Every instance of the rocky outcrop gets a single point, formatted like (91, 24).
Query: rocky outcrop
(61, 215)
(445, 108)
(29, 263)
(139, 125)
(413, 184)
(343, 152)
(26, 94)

---

**Written problem**
Rewrite the items with "rocky outcrop" changed to "boulder" everywhere it appears, leaving everything else as it is.

**Written answer**
Every instance of the boulder gets a single point, formatted like (91, 24).
Query: boulder
(61, 215)
(445, 108)
(29, 263)
(139, 125)
(413, 184)
(343, 152)
(26, 94)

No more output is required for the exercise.